Nutrien ini dibutuhkan oleh larva bulu seribu dalam perkembangan dan pertumbuhannya. Larva bulu seribu lebih kuat dalam beradaptasi dibandingkan dengan larva ikan atau biota laut lainnya. Pada fase awal ini bulu seribu lebih tangguh dibandingkan dengan biota lain.
Di perairan pantai Padang, penyebaran bulu seribu dipengaruhi oleh pulau-pulau oleh arus yang berada di sekitar kota ini. Bulu seribu berkembang hingga dewasa dengan menghisap jaringan karang, termasuk alga yang bersimbiosis. Bulu seribu ini pun dapat bergerak cepat dari koloni karang satu ke koloni lain, yaitu sekitar 20 meter per-jam.
Dalam serangan yang diakibatkan oleh bulu seribu, karang akan memutih sama halnya dengan akibat bleaching dimana zooxanthellae keluar karena kondisi lingkungan yaitu peningkatan suhu. Namun pada kasus serangan bulu seribu, zooxanthellae dan jaringan karang menjadi makanan oleh hewan ini. Akibatnya sama yaitu berujung pada kematian karang.
Pengendalian peledakan populasi bulu seribu
Jika sebelumnya, di tahun 2010 dan 2016 lokasi transek permanen di Sumatera Barat pernah terjadi kematian massal karang yang diakibatkan oleh upwelling yaitu, penurunan suhu di daerah tropis akibat naiknya massa air dari dasar perairan laut dalam, maka setahun lepas dari ancaman kematian massal, terumbu karang di Perairan Padang kembali mengalami ancaman kematian yang disebabkan oleh hama.

• • • • • • •

*Daftar Kegiatan:*
(1) Menurut teks tentang bulu seribu, berapa kecepatan bulu seribu saat berpindah dari satu koloni karang ke koloni lainnya?
(2) Lanjutkan teks tentang bulu seribu di perairan Padang, mulai dari sesudah kalimat terakhirnya.

*Data Hasil Ekstraksi:*
• • • • • • •

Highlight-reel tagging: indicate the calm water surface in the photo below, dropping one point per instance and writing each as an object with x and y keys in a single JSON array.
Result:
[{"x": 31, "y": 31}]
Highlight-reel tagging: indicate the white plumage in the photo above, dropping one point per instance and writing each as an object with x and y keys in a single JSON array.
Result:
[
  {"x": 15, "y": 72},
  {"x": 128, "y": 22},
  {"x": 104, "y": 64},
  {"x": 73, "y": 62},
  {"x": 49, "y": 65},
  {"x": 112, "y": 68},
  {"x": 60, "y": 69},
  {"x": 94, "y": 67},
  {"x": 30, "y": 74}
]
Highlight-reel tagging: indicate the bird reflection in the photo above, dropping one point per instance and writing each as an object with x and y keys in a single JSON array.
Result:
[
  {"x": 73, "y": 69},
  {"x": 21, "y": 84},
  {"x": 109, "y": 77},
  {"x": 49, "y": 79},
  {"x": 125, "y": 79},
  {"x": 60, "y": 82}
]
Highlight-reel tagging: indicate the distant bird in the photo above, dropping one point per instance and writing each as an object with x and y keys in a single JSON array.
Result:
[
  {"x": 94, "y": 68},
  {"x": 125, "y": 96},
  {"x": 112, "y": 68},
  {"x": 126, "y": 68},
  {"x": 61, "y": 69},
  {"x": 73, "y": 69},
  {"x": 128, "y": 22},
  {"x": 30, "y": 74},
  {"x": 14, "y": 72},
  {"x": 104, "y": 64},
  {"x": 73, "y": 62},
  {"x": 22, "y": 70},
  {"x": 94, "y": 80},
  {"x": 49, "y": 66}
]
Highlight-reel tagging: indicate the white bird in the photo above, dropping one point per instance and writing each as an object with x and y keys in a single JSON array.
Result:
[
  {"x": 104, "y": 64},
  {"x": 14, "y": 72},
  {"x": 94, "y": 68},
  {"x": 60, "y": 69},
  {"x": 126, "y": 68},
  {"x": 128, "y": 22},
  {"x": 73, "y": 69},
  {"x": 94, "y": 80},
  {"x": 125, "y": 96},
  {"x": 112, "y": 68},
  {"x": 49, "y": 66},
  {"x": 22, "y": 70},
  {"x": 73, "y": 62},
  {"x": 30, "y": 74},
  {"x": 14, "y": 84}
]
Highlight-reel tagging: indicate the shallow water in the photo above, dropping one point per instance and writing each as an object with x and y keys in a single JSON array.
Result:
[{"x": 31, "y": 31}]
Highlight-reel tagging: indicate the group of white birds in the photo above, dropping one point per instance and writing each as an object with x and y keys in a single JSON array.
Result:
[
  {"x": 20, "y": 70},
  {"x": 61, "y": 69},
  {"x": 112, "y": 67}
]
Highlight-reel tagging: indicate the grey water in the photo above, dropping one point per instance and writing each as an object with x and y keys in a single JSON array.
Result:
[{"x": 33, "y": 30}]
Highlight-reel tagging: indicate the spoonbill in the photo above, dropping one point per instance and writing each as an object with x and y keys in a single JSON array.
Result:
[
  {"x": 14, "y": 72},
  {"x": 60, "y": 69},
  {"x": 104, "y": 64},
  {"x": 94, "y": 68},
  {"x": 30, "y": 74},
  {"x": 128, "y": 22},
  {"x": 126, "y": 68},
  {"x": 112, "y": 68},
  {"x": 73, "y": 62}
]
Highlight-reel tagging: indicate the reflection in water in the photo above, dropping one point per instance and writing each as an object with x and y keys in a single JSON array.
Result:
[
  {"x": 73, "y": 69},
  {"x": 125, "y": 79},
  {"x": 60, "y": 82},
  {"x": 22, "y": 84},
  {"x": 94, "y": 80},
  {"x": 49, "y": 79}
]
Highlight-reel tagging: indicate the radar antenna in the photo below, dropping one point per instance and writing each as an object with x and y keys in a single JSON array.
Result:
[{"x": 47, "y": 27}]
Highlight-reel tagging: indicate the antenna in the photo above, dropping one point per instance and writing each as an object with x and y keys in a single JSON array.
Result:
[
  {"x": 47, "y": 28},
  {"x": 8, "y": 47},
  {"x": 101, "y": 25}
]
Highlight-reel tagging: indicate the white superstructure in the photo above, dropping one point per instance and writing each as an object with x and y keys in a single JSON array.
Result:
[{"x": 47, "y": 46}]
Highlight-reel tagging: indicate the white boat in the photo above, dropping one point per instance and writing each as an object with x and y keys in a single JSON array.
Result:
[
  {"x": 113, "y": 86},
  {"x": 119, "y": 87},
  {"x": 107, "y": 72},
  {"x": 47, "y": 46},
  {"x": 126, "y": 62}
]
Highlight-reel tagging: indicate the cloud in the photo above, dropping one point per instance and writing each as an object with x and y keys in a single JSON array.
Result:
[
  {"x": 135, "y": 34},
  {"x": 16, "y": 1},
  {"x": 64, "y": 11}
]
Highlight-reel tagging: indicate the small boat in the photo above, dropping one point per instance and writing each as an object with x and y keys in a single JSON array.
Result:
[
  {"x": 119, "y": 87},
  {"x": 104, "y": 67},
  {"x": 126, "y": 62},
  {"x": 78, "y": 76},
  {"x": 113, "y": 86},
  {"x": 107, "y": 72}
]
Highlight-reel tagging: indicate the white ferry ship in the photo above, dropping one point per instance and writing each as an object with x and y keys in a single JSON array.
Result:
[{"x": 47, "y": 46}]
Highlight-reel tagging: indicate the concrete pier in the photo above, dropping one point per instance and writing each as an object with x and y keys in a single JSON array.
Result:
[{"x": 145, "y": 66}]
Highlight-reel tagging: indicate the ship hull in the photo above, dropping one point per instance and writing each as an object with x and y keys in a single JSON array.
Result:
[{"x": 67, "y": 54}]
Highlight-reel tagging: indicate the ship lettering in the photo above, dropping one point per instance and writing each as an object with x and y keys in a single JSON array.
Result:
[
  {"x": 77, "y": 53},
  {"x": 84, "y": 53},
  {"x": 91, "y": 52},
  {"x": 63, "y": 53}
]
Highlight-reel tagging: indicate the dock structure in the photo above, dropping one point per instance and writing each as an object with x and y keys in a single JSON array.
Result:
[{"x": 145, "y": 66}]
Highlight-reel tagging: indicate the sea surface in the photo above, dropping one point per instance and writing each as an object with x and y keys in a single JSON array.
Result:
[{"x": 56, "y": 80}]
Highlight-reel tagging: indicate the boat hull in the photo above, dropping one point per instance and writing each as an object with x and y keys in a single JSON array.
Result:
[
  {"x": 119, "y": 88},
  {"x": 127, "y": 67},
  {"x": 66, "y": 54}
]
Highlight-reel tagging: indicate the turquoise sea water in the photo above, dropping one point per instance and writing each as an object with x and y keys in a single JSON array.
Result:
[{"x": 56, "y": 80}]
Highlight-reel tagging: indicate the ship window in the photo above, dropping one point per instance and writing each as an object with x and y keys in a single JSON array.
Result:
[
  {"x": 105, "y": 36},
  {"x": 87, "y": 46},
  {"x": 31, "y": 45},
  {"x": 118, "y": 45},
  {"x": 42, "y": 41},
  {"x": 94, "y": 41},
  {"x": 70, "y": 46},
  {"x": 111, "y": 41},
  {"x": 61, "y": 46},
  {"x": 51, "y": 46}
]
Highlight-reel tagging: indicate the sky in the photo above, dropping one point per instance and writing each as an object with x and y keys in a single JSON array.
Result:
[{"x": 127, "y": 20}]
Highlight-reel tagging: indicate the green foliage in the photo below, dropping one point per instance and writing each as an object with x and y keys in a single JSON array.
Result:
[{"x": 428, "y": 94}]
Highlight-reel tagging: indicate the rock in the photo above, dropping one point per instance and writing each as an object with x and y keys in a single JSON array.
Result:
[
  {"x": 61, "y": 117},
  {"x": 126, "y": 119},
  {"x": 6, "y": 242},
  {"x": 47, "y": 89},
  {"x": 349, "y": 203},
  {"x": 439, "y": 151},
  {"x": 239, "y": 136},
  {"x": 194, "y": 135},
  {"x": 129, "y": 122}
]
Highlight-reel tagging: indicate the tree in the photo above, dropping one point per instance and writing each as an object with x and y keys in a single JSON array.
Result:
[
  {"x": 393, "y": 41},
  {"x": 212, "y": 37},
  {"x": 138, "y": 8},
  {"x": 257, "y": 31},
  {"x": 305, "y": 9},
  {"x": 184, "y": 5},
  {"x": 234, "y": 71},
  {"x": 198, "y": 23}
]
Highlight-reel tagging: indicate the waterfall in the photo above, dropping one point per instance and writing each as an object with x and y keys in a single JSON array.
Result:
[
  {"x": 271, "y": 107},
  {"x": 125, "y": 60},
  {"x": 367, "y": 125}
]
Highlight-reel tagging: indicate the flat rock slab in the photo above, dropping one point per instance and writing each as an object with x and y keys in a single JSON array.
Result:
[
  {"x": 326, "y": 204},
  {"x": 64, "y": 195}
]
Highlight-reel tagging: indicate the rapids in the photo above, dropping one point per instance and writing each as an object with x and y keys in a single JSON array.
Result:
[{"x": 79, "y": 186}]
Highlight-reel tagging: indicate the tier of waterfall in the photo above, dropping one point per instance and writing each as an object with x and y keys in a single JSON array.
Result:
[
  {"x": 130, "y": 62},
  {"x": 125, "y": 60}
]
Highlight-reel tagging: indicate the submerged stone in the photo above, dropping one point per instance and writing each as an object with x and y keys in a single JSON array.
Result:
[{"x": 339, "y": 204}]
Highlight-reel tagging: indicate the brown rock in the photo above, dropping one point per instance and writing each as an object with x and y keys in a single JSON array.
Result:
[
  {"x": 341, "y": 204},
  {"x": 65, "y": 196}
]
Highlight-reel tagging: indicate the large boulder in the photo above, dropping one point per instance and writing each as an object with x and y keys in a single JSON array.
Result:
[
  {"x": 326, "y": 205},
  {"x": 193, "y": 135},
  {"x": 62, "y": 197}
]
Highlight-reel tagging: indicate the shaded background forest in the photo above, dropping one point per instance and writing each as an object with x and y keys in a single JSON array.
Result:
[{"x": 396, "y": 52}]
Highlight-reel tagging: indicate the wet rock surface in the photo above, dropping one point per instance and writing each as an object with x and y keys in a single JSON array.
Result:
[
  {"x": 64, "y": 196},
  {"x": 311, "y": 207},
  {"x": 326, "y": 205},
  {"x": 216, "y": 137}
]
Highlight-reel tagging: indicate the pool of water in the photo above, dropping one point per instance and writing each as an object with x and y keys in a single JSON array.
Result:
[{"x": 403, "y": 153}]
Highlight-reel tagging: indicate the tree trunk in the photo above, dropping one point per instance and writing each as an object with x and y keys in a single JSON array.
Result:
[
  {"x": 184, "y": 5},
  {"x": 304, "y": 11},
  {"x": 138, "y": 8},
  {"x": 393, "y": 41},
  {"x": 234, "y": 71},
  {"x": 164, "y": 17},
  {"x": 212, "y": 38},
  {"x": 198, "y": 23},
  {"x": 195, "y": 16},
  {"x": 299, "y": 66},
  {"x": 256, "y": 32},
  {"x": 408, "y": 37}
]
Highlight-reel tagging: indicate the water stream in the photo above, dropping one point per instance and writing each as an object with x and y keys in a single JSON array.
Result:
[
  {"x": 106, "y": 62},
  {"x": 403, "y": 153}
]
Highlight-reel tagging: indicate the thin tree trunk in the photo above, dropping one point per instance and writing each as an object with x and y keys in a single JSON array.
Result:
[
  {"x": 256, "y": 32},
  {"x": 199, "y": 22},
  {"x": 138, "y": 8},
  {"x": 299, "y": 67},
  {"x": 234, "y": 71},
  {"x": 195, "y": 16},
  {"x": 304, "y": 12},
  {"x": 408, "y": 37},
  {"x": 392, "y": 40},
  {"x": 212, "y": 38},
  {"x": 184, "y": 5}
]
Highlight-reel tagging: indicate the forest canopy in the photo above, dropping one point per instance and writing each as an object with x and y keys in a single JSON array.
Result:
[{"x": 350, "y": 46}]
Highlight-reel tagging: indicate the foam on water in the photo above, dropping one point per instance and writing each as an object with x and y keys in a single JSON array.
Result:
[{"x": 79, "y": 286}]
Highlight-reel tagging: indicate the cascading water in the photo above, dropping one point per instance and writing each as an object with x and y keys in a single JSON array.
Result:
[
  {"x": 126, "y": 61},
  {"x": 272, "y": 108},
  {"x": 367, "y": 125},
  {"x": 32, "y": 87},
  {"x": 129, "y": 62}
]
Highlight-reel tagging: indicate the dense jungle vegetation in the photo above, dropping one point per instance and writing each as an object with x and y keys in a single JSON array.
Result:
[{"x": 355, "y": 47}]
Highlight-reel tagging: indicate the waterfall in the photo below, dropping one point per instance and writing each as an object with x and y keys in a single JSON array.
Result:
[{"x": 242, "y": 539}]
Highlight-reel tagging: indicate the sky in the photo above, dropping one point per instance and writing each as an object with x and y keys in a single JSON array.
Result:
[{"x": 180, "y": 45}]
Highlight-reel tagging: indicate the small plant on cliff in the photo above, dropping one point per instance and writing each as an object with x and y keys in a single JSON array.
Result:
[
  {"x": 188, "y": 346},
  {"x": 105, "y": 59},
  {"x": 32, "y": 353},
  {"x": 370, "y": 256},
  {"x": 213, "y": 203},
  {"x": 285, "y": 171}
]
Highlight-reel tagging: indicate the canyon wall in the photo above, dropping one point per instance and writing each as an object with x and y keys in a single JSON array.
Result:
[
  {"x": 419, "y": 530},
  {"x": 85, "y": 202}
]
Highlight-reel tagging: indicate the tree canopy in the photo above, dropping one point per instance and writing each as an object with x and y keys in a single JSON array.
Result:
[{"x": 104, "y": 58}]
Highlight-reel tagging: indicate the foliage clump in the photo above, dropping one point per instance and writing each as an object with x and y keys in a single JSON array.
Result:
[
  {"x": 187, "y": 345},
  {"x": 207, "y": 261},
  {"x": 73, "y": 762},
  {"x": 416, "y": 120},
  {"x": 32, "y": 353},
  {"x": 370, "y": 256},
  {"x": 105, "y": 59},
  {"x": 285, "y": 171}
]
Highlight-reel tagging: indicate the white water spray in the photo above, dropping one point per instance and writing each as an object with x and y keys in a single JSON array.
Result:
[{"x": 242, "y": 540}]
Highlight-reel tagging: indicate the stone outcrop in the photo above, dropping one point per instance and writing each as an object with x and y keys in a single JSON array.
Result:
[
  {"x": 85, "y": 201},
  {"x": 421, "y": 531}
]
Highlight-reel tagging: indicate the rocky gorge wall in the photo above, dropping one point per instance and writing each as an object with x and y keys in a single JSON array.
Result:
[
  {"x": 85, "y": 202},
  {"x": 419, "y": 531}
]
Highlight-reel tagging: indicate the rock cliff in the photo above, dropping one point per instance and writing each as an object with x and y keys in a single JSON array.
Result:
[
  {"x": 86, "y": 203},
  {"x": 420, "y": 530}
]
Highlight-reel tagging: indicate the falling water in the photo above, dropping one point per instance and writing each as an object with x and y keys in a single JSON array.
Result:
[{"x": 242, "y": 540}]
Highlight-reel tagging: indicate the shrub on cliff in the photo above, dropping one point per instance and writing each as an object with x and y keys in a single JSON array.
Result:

• • • • • • •

*Pembahasan Soal:*
(1) Sekitar 20 meter per jam.

(2)
Predator ini berasal dari hewan ekinodermata, yang dalam jumlah yang normal tidak memberikan dampak kematian massal pada karang.
Hasil monitoring, hampir 75% karang hidup di Pulau Toran mati, tidak lagi memiliki warna yang indah dan tertutup alga, meski saat ini karang masih berdiri kokoh pada posisinya. Lambat laun karang ini akan patah menjadi rubble dengan adanya ombak (dead coral with algae).
Mencermati masalah ini, pada tanggal 22 Agustus 2017 lalu, diselenggarakan loka kawasan konservasi perairan nasional (LKKPN), bekerjasama antara LKKPN Pekanbaru, dengan Tawan Wisata Perairan (TWP) Pulau Pieh dan Yayasan Minang Bahari. Adapun 14 orang peserta yang berasal dari berbagai instansi melakukan pengangkatan bulu seribu dari perairan Padang.
Acara pengangkatan bulu seribu ini akan dilakukan kembali pada bulan september dengan membuka kesempatan para konservasionis, voluntir dan penyelam untuk ikut berpastisipasi.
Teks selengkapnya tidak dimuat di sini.